Vindication in Vegas
- Date: 19 April 1986
- Venue: Las Vegas Hilton, Las Vegas, Nevada
- Title(s) on the line: IBF, The Ring and Lineal heavyweight titles

Tale of the tape
- Boxer: Michael Spinks / Larry Holmes
- Nickname: Jinx / The Easton Assassin
- Hometown: St. Louis, Missouri / Easton, Pennsylvania
- Purse: $2,000,000 / $1,125,000
- Pre-fight record: 28–0 (19 KO) / 48–1 (34 KO)
- Age: 29 years, 9 months / 36 years, 5 months
- Height: 6 ft 2+1⁄2 in (189 cm) / 6 ft 3 in (191 cm)
- Weight: 205 lb (93 kg) / 223 lb (101 kg)
- Style: Orthodox / Orthodox
- Recognition: IBF, The Ring and Lineal Heavyweight Champion / IBF No. 1 Ranked Heavyweight The Ring No. 2 Ranked Heavyweight Former Heavyweight Champion

Result
- Spinks defeated Holmes by Split Decision

= Michael Spinks vs. Larry Holmes II =

Boxing match

Michael Spinks vs. Larry Holmes II, billed as Vindication in Vegas, was a professional boxing match contested on 19 April 1986, IBF, The Ring and Lineal heavyweight championship.

==Background==
In October 1985, shortly after Michael Spinks defeated Larry Holmes to win the heavyweight title, promotor Don King pitched to HBO Sports president Seth Abraham a World Series style competition to unify the heavyweight division which had been without an undisputed champion since Leon Spinks in 1978. By mid January 1986 negotiations between King and the other promoters (including Spinks' promoter Butch Lewis) were completed and the Heavyweight unification series was set to began in March with Pinklon Thomas vs. Trevor Berbick. Spinks' first bout in this series would be a rematch with Holmes a month late.

In the build up the bout, Holmes sent a letter to IBF president Bob Lee listing the Judges he didn't want to officiate the rematch, Lee however declined to take Holmes' advice. Holmes would later claim that the judges from the first fight "must have been drunk" when they scored Spinks the winner.

Holmes was a 7½ to 5 betting favourite.

==The fight==
Holmes would start the fight strong, throwing many hard shots and left jabs while Spinks was focused on dodging punches and keeping out of range. As the rounds went on, Spinks would start using his jab and left hook to wear down Holmes.

#### Tasks and exercises:
1. In the text on the Spinks–Holmes rematch, what were the betting odds on Holmes going into the fight?
2. List every person named in the first paragraph under "Background" in the text on the Spinks–Holmes rematch.
3. Resume the account of the Spinks–Holmes rematch, picking up after its final sentence.

Source data:
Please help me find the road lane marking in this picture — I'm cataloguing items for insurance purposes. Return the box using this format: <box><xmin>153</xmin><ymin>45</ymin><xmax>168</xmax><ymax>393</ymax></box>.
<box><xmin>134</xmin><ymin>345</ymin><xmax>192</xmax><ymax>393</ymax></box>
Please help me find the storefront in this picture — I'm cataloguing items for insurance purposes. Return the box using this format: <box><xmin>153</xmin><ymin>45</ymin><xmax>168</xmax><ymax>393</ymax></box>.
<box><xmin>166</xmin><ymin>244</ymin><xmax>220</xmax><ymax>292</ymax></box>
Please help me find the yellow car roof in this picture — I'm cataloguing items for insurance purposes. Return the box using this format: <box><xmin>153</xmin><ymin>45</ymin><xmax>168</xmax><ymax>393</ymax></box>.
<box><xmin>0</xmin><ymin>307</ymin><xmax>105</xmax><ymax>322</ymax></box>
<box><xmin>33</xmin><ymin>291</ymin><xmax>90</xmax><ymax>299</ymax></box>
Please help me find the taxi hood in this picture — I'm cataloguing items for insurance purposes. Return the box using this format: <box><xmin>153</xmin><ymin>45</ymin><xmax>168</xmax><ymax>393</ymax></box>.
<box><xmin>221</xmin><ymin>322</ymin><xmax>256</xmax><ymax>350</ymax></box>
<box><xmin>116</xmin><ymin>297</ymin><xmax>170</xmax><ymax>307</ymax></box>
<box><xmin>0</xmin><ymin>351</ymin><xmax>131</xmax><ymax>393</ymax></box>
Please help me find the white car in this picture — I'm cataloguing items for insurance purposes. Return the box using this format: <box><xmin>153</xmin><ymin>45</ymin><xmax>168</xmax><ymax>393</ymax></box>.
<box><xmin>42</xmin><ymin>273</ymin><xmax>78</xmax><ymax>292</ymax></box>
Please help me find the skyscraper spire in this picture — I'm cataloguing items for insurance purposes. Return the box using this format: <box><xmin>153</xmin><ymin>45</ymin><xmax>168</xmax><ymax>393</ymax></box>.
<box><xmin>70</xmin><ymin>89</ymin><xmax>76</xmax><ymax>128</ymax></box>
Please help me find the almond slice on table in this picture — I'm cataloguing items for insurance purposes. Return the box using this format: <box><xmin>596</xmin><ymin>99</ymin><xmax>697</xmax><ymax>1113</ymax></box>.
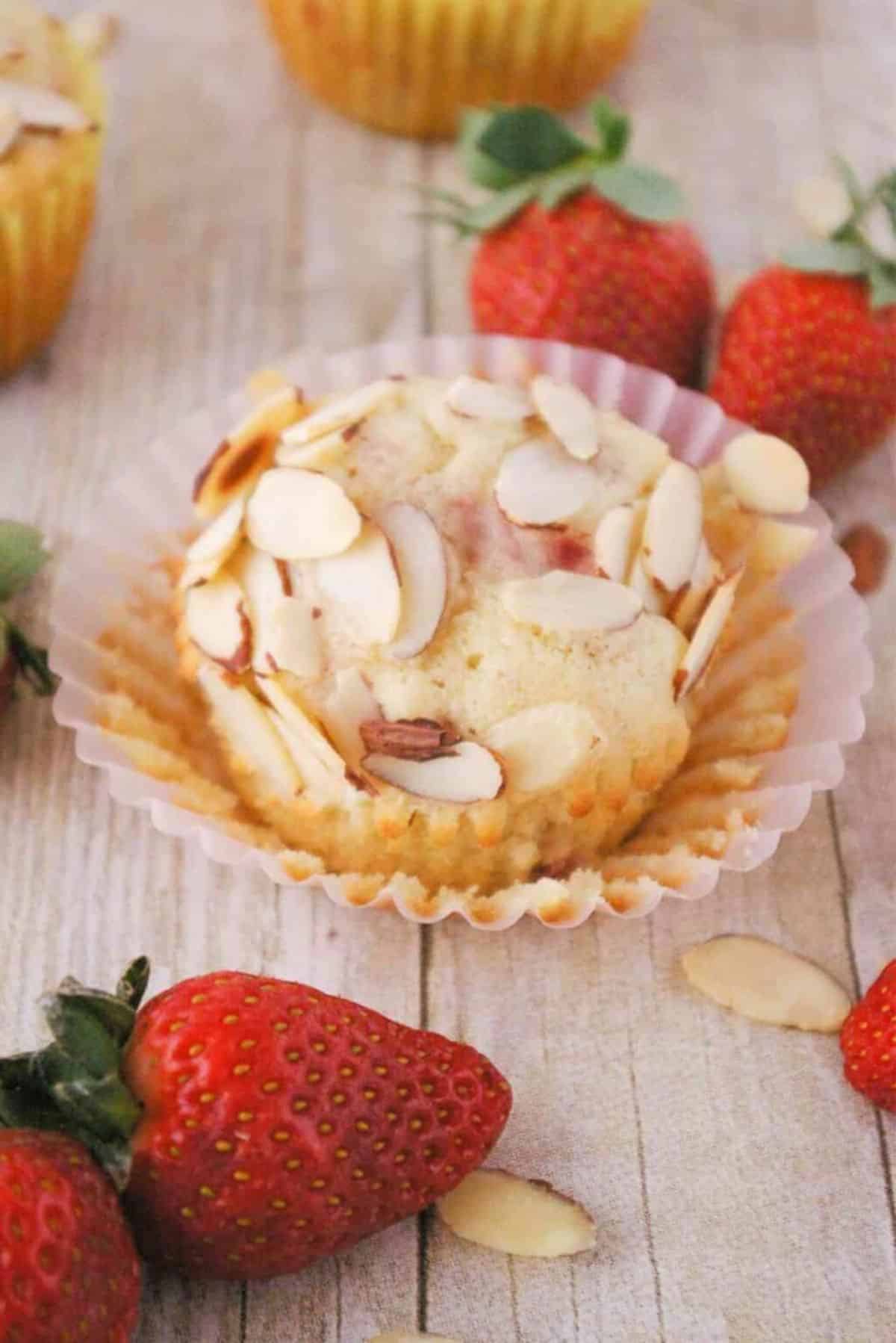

#### Replies:
1. 7½ to 5

2. Michael Spinks, Larry Holmes, Don King, Seth Abraham, Leon Spinks, Butch Lewis, Pinklon Thomas, Trevor Berbick

3.
The 14th round would start with Spinks scoring with a series of jabs and head punches, however with about a minute left in the round, Holmes suddenly badly hurt Spinks with a right high to the head. Spinks bent at the knee and almost went down. Holmes would land a couple more punches but he couldn't finish off Spinks, who as the round drew to a close threw a series of head shots that backed Holmes across the ring. Holmes would again hurt Spinks in the final round, with a right that had the champion backing into the ropes.

Judge Joe Cortez scored the contest 144–141 in favour of Holmes, but the other two judges Frank Brunette and Jerry Roth scored it for Spinks 144–141 and 144–142 respectively, giving the champion a split decision victory.

HBO's unofficial scorer Harold Lederman (who had been one of the three judges for the first bout) had it 144–141 for Holmes. The Associated Press also scored the bout for Holmes, 143–142.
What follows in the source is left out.